**DATA EXTRACTS**.

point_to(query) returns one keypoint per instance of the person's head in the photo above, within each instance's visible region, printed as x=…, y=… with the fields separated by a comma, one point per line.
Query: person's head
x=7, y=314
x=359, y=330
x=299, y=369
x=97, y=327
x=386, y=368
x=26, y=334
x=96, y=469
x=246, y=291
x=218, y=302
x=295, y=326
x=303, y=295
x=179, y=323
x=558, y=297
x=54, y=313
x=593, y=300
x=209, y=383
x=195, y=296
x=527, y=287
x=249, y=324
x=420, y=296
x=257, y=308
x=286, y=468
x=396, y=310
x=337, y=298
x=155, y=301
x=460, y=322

**INSTRUCTIONS FOR THE TASK**. Please reproduce all of the entries above exactly as they appear.

**ANSWER AREA**.
point_to(query) returns one keypoint per instance of the person's head in the photo above, within each instance's visible region, printed as x=…, y=… with the fields separated by a comma, one point per line.
Query: person's head
x=7, y=314
x=359, y=330
x=299, y=369
x=97, y=327
x=386, y=368
x=26, y=334
x=96, y=469
x=246, y=291
x=218, y=302
x=295, y=326
x=303, y=295
x=179, y=323
x=558, y=297
x=54, y=313
x=593, y=300
x=209, y=383
x=195, y=296
x=527, y=287
x=249, y=324
x=420, y=296
x=257, y=308
x=286, y=468
x=396, y=310
x=337, y=298
x=155, y=301
x=460, y=322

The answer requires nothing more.